Minimize cross-site traffic
The less data you need to share between sites, the fewer opportunities there are for failure. Also, given that bandwidth limitations may occasionally happen, being minimal here can help a lot. Traffic traversing long-haul links is much more expensive than local traffic.
Try to be as stateless as possible
The less data needing to be preserved between requests to your application, the less needs to be transferred between sites. For every bit of state-ful data that needs to be shared between sites, a business CAP decision needs to be made about how the application behaves when a partition happens. The fewer of these you have to deal with, the easier time you will have dealing with partitions. Using client-side session stores can help. It should be noted, though, that some browsers / proxying solutions / web servers will limit the size such client-side data can be. In any case, a client-side session cache will be less reliable and more subject to security problems than a server-side cache under normal running conditions.
Maintain separation of application components
There are many reasons to maintain separation of application components even outside the context of distributed systems. Reasons range from better testability, modular functionality leading to code reuse, more predictable code behavior in failure scenarios, easier to find and fix bugs, better control and logging. In the context of distributed systems, modular systems are far easier to make:
1. Fail gracefully (ie. it’s often better to lose non-essential parts of an application during a partition than to lose the whole application)

*Prompt 1:* From the passage on distributed systems, write out word for word the part that opens with the words containing "Try to be as" and closes with "normal running conditions.".
*Prompt 2:* In the entries, take the stretch that opens with the line containing "each like (156,134)." and runs through the end of the entries, and swap "decorative vase" for "ceramic vase", leaving everything else unchanged. Return only that stretch, and leave the pictures out.
The entries that follow are unrelated to the passage on distributed systems.

*Records provided:*
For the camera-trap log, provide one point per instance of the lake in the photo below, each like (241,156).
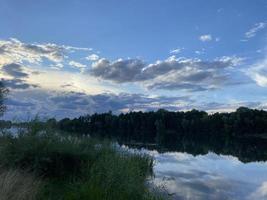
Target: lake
(209,176)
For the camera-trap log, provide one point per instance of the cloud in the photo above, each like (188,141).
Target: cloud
(172,73)
(255,29)
(205,38)
(77,64)
(18,84)
(15,51)
(258,72)
(92,57)
(176,51)
(14,70)
(119,71)
(73,104)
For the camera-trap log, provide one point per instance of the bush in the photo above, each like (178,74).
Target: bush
(17,185)
(77,168)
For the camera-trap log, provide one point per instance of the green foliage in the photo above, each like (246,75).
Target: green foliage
(74,168)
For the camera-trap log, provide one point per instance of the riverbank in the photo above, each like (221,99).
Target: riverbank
(57,167)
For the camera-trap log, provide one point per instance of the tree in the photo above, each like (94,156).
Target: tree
(3,92)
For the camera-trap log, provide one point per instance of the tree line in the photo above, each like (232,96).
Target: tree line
(165,127)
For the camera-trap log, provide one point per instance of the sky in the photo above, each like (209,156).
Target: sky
(75,57)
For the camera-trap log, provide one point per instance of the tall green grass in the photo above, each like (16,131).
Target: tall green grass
(72,168)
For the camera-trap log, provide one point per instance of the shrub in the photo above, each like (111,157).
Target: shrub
(17,185)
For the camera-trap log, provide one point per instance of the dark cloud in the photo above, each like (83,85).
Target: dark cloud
(119,71)
(17,84)
(74,104)
(14,70)
(172,73)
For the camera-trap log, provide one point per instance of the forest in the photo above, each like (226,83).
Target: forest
(164,127)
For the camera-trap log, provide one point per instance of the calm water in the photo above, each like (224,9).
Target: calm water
(210,176)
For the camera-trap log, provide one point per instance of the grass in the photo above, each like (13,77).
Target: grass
(17,185)
(71,168)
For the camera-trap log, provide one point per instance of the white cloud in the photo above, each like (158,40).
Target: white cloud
(92,57)
(176,51)
(256,28)
(258,72)
(15,51)
(77,64)
(234,60)
(170,74)
(205,38)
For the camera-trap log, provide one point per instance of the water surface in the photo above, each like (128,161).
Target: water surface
(210,176)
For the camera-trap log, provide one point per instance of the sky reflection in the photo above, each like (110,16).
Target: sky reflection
(210,176)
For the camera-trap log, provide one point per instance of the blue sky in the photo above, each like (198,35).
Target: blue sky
(67,58)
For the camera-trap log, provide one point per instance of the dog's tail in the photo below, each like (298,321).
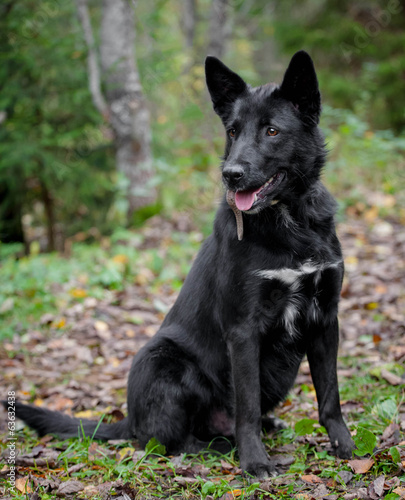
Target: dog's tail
(45,421)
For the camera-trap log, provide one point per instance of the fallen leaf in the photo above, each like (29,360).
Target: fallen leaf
(311,479)
(125,453)
(376,488)
(78,293)
(87,414)
(400,491)
(361,466)
(69,487)
(22,485)
(120,259)
(391,378)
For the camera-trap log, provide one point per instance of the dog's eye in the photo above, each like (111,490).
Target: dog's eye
(272,131)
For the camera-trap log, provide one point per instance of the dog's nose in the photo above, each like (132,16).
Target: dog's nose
(233,174)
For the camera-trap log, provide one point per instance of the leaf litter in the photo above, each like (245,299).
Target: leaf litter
(77,361)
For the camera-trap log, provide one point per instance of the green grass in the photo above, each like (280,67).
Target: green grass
(151,475)
(47,283)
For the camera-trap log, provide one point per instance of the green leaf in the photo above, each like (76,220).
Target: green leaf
(305,426)
(396,457)
(155,447)
(208,487)
(392,496)
(386,410)
(365,442)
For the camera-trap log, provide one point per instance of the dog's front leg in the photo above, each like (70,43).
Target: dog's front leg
(245,361)
(322,357)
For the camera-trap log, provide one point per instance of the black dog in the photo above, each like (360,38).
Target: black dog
(262,293)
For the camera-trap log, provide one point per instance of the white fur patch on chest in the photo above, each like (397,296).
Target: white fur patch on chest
(292,278)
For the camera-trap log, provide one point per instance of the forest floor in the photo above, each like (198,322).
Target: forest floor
(76,358)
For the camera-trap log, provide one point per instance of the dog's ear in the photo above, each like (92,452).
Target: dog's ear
(223,84)
(300,86)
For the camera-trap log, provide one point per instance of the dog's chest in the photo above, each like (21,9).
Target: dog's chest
(307,293)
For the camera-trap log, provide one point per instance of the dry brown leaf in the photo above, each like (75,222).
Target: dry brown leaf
(23,485)
(376,488)
(391,378)
(361,466)
(69,487)
(311,479)
(400,491)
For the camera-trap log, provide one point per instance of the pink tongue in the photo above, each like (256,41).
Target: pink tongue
(244,199)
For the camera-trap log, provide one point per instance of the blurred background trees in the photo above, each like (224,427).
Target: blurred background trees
(79,153)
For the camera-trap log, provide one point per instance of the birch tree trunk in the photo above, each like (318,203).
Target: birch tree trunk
(128,112)
(189,21)
(219,28)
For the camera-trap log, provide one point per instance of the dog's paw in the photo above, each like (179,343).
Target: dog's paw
(260,470)
(343,448)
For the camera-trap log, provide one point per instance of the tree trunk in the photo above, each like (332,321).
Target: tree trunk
(129,115)
(189,20)
(11,229)
(50,216)
(219,28)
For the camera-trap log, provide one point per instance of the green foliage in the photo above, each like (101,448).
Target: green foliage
(52,146)
(155,447)
(305,426)
(365,442)
(28,285)
(358,52)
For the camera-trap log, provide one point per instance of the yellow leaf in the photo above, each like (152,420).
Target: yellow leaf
(101,326)
(121,259)
(22,485)
(59,324)
(361,466)
(372,305)
(125,452)
(311,479)
(371,214)
(78,293)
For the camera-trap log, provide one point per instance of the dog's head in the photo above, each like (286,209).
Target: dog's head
(274,149)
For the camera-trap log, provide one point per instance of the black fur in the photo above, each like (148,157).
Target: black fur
(230,348)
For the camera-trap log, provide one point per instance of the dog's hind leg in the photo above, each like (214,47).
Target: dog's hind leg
(322,356)
(165,394)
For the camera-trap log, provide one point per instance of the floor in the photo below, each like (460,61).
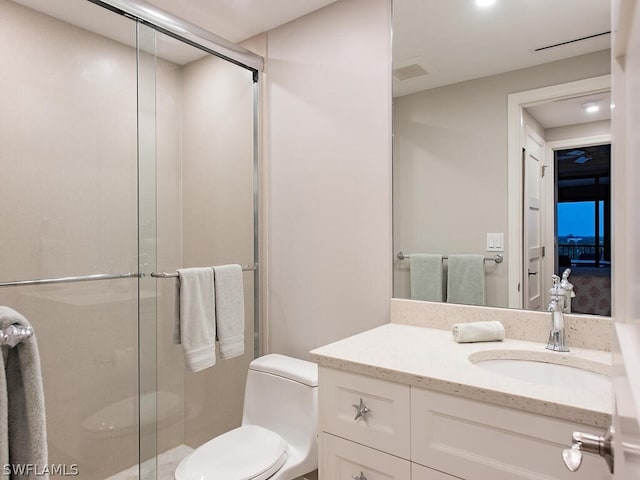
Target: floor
(167,463)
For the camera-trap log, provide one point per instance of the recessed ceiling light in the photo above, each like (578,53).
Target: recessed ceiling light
(591,107)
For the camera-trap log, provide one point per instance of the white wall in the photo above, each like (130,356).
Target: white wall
(328,142)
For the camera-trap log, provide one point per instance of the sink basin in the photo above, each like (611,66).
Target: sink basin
(543,368)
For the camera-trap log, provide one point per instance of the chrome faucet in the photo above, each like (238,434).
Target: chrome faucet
(557,305)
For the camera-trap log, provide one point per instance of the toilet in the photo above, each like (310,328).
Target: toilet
(277,438)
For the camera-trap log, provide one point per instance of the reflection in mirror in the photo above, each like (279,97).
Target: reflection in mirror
(455,65)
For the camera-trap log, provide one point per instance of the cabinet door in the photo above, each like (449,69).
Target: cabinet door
(478,441)
(384,424)
(418,472)
(346,460)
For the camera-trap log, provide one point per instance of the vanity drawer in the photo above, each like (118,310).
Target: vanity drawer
(476,441)
(418,472)
(384,424)
(343,459)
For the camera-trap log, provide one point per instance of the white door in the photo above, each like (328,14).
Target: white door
(626,260)
(533,249)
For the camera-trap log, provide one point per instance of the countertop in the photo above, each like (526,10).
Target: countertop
(430,358)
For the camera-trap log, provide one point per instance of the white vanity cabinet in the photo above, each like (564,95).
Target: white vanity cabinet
(373,429)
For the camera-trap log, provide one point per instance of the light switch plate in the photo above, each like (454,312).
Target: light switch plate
(495,242)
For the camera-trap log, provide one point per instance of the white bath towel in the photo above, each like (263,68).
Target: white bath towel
(23,432)
(490,331)
(230,310)
(196,330)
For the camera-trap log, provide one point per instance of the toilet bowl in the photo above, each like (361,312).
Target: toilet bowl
(277,438)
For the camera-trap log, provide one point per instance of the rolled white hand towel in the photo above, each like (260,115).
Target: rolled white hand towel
(478,332)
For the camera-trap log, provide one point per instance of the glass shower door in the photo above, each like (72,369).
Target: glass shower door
(125,152)
(68,206)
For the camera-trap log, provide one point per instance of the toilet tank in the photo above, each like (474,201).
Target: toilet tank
(281,395)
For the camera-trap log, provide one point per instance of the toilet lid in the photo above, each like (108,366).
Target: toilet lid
(249,452)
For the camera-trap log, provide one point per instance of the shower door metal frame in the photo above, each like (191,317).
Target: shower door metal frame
(146,14)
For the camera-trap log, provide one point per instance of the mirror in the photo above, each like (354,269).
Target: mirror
(456,64)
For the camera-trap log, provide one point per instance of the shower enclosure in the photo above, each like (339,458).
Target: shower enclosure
(127,150)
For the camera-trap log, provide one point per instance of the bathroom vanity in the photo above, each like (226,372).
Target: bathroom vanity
(407,402)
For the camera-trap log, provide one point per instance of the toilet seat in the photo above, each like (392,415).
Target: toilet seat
(249,452)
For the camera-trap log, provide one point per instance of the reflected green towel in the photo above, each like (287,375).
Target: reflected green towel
(465,280)
(426,277)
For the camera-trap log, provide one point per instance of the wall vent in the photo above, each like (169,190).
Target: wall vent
(571,41)
(408,72)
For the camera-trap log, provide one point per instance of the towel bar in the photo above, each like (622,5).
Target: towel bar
(84,278)
(245,268)
(14,334)
(498,258)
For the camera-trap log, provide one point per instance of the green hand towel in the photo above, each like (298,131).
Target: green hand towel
(426,277)
(465,280)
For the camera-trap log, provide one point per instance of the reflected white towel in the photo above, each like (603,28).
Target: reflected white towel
(229,310)
(197,321)
(478,332)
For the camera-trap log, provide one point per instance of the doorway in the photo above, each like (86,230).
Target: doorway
(582,206)
(525,110)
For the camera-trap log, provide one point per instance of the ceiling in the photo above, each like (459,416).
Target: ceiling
(570,111)
(455,40)
(233,20)
(238,20)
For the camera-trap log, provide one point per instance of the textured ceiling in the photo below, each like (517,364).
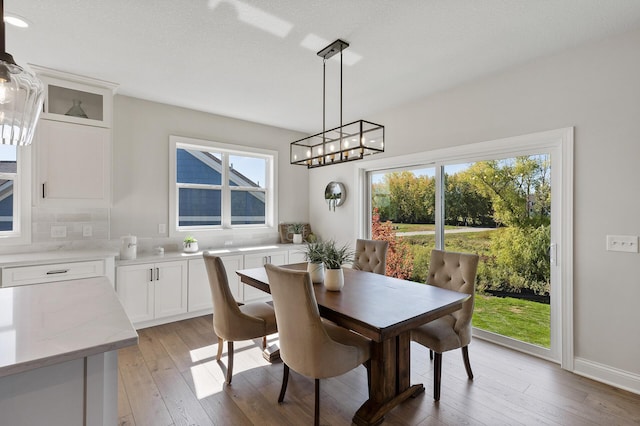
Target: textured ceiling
(256,60)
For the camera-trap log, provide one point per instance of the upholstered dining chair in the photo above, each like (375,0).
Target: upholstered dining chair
(232,322)
(453,271)
(371,256)
(310,346)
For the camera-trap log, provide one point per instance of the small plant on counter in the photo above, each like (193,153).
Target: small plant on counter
(314,252)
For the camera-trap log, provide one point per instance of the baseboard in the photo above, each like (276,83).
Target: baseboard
(606,374)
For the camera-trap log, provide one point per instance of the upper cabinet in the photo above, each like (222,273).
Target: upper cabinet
(76,99)
(72,146)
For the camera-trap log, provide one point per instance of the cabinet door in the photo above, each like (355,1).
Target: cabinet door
(73,164)
(199,292)
(170,288)
(135,285)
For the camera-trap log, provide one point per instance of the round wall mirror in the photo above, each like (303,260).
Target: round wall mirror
(335,193)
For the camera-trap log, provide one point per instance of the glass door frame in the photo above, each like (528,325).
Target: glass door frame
(559,144)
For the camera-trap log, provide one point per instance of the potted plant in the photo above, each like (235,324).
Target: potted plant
(190,244)
(334,258)
(314,254)
(296,229)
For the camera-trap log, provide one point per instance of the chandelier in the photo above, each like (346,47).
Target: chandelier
(348,142)
(21,98)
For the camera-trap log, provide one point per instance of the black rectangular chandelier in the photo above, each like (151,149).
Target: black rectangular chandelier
(347,142)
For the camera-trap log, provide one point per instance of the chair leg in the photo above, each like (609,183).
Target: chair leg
(220,343)
(467,364)
(285,381)
(316,420)
(437,370)
(230,363)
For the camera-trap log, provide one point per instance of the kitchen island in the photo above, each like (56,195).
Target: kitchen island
(58,352)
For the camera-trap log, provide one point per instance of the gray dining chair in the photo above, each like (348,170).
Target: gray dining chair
(232,322)
(308,345)
(371,256)
(452,271)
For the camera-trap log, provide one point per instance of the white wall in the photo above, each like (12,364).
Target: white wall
(141,166)
(595,88)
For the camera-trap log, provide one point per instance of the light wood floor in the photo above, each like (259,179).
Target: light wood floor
(172,378)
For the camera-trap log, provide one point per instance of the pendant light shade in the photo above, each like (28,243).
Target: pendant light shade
(348,142)
(21,98)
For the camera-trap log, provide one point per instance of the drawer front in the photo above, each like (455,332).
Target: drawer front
(23,275)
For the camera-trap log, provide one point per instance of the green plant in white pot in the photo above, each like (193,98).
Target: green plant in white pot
(190,244)
(297,229)
(314,254)
(334,257)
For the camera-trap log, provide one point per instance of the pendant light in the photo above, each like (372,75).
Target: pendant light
(21,97)
(348,142)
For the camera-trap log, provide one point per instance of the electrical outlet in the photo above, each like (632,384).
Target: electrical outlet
(628,243)
(58,231)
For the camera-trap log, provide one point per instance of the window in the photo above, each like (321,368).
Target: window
(219,186)
(14,202)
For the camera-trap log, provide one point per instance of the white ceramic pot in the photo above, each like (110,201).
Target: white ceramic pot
(316,270)
(334,279)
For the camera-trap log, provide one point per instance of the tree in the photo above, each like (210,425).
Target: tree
(399,257)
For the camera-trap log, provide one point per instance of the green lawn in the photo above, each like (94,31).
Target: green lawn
(515,318)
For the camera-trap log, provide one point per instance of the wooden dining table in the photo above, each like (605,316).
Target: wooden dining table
(384,309)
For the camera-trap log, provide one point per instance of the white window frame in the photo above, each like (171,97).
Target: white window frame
(270,187)
(560,144)
(21,233)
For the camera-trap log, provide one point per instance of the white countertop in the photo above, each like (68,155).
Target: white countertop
(180,255)
(45,324)
(55,256)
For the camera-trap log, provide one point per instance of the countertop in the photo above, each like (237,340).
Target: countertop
(180,255)
(55,256)
(45,324)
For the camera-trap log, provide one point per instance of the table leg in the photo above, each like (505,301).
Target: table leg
(390,380)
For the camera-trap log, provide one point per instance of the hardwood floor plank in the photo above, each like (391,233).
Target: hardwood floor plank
(183,406)
(172,377)
(146,402)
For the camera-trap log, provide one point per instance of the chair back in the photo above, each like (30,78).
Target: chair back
(456,271)
(305,345)
(371,256)
(228,321)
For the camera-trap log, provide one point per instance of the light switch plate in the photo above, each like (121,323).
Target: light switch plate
(58,231)
(627,243)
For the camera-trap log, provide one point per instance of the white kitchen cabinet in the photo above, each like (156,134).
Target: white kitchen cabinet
(73,165)
(251,294)
(152,291)
(72,146)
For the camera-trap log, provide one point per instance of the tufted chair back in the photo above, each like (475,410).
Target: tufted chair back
(371,256)
(456,271)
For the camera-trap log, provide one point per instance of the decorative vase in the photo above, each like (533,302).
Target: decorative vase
(76,110)
(190,247)
(334,279)
(316,270)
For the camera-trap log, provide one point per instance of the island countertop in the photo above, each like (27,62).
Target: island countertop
(46,324)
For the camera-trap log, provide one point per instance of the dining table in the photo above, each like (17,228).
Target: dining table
(385,310)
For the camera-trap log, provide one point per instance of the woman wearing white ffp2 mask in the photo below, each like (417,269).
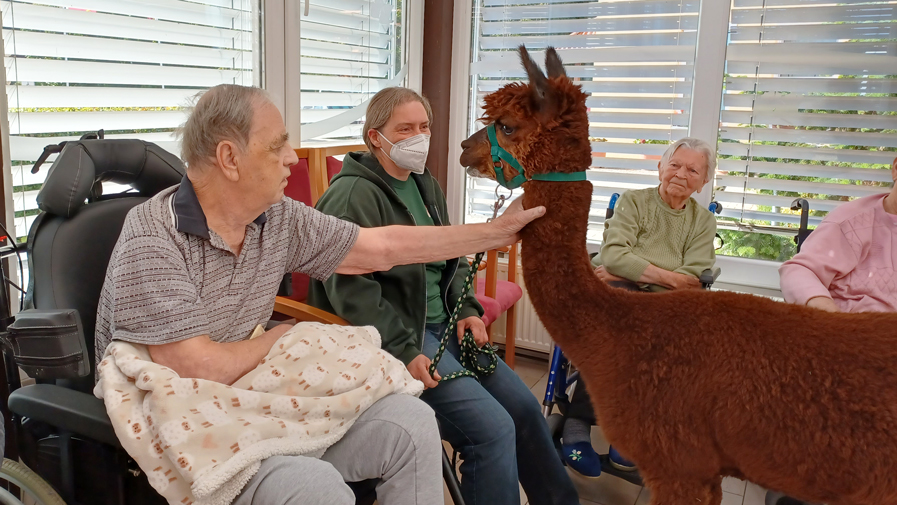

*Full output 1:*
Try to be as stateless as possible
The less data needing to be preserved between requests to your application, the less needs to be transferred between sites. For every bit of state-ful data that needs to be shared between sites, a business CAP decision needs to be made about how the application behaves when a partition happens. The fewer of these you have to deal with, the easier time you will have dealing with partitions. Using client-side session stores can help. It should be noted, though, that some browsers / proxying solutions / web servers will limit the size such client-side data can be. In any case, a client-side session cache will be less reliable and more subject to security problems than a server-side cache under normal running conditions.

*Full output 2:*
For the camera-trap log, provide one point per instance of the white kitchen cabinet in the photo above, each like (156,134).
Target: white kitchen cabinet
(73,165)
(251,294)
(152,291)
(72,146)
For the camera-trap log, provide one point per instance of the tufted chair back in the photo above, each like (475,410).
Target: tufted chair back
(371,256)
(456,271)
For the camera-trap log, provide one point per instance of the ceramic vase in the photo above, each like (533,302).
Target: ceramic vase
(76,110)
(190,247)
(334,279)
(316,270)
For the camera-trap log, provide one point per instance of the island countertop in the photo above, each like (27,62).
Target: island countertop
(46,324)
For the camera-trap log, provide one point per instance of the dining table in the photo above, each like (17,228).
Target: dining table
(385,310)
For the camera-trap log, provide one point per instance of the woman wearing white ffp2 mask in the photo below, each like (417,269).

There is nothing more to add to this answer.